Point placement records:
• • • • • • •
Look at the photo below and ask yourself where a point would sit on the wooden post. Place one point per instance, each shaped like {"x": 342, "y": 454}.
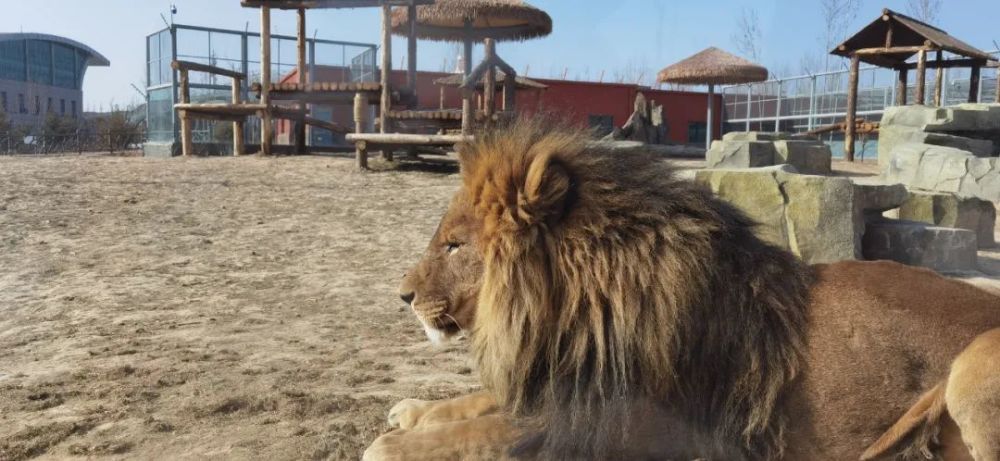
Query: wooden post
{"x": 265, "y": 80}
{"x": 411, "y": 42}
{"x": 901, "y": 76}
{"x": 386, "y": 102}
{"x": 361, "y": 149}
{"x": 300, "y": 125}
{"x": 938, "y": 80}
{"x": 187, "y": 143}
{"x": 237, "y": 126}
{"x": 490, "y": 82}
{"x": 921, "y": 77}
{"x": 974, "y": 84}
{"x": 466, "y": 71}
{"x": 852, "y": 108}
{"x": 708, "y": 129}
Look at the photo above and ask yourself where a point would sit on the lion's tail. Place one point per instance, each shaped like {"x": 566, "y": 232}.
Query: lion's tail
{"x": 916, "y": 433}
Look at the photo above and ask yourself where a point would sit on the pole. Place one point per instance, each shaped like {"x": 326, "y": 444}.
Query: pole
{"x": 852, "y": 108}
{"x": 265, "y": 80}
{"x": 708, "y": 116}
{"x": 300, "y": 125}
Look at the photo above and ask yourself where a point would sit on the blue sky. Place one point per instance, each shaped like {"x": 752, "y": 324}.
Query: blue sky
{"x": 590, "y": 36}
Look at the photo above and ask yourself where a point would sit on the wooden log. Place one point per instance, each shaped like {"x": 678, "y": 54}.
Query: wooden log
{"x": 852, "y": 108}
{"x": 901, "y": 76}
{"x": 187, "y": 142}
{"x": 300, "y": 126}
{"x": 467, "y": 71}
{"x": 974, "y": 84}
{"x": 921, "y": 77}
{"x": 360, "y": 149}
{"x": 411, "y": 41}
{"x": 490, "y": 79}
{"x": 938, "y": 80}
{"x": 238, "y": 142}
{"x": 386, "y": 102}
{"x": 265, "y": 80}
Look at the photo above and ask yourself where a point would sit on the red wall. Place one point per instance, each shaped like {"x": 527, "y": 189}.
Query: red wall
{"x": 574, "y": 100}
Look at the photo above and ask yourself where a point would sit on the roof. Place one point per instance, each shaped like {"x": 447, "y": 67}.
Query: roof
{"x": 712, "y": 66}
{"x": 521, "y": 82}
{"x": 500, "y": 20}
{"x": 308, "y": 4}
{"x": 908, "y": 32}
{"x": 93, "y": 57}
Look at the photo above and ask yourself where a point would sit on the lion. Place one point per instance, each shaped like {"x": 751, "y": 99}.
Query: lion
{"x": 616, "y": 312}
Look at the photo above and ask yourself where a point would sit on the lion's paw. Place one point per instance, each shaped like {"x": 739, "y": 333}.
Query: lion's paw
{"x": 407, "y": 413}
• • • • • • •
THE PROBLEM:
Reproduce the entire listing with "Query" renamed to "Label" wherever it occurs, leaving every other word and value unchanged. Omit the pictures from your answer.

SOLUTION TO THE PROBLEM:
Look at the photo below and ask yourself where a point would sit on the wooden post. Place one point per instance, each shaped like {"x": 342, "y": 454}.
Label: wooden post
{"x": 265, "y": 80}
{"x": 411, "y": 42}
{"x": 901, "y": 76}
{"x": 386, "y": 102}
{"x": 361, "y": 149}
{"x": 300, "y": 125}
{"x": 938, "y": 80}
{"x": 187, "y": 143}
{"x": 237, "y": 126}
{"x": 490, "y": 82}
{"x": 921, "y": 77}
{"x": 974, "y": 84}
{"x": 466, "y": 71}
{"x": 852, "y": 108}
{"x": 708, "y": 129}
Look at the photo above and ask yourself where a point would sit on the lion's tail. Place one point per instance, each shaped like {"x": 566, "y": 232}.
Label: lion's tail
{"x": 916, "y": 433}
Look at the photo above and ask yourself where a point would sit on the pole. Place one point per instance, each shaped like {"x": 326, "y": 444}.
Label: pole
{"x": 852, "y": 108}
{"x": 265, "y": 80}
{"x": 708, "y": 116}
{"x": 300, "y": 125}
Look at the photo above and ask yourself where a point would sit on the blue sky. Place one point per instance, each shaped like {"x": 752, "y": 324}.
Label: blue sky
{"x": 590, "y": 36}
Look at the photo above and ask yourself where a point would sit on the wooden log. Place one point per instance, each shaped like {"x": 678, "y": 54}.
Label: wooden log
{"x": 852, "y": 108}
{"x": 901, "y": 76}
{"x": 187, "y": 142}
{"x": 300, "y": 126}
{"x": 467, "y": 71}
{"x": 974, "y": 84}
{"x": 921, "y": 77}
{"x": 360, "y": 149}
{"x": 411, "y": 41}
{"x": 490, "y": 79}
{"x": 938, "y": 80}
{"x": 238, "y": 142}
{"x": 386, "y": 102}
{"x": 265, "y": 80}
Look at the photo above and ask yourself where a point would sit on the red wall. Place one point per instance, each shaped like {"x": 527, "y": 189}.
Label: red wall
{"x": 574, "y": 100}
Look at the photo above and ask yourself where a point would sit on the roof. Place one point per instance, each shaped like {"x": 447, "y": 67}.
Label: roof
{"x": 712, "y": 66}
{"x": 521, "y": 82}
{"x": 500, "y": 20}
{"x": 308, "y": 4}
{"x": 908, "y": 32}
{"x": 93, "y": 57}
Look at the photo above and ask yourself where a point would sit on the lion. Place one point per instance, each shaped like {"x": 751, "y": 99}.
Label: lion
{"x": 616, "y": 312}
Look at the photo above and ask yourself where a point would sit on the lion's paw. Place one point per instance, each shaped like {"x": 739, "y": 333}.
Label: lion's paw
{"x": 407, "y": 413}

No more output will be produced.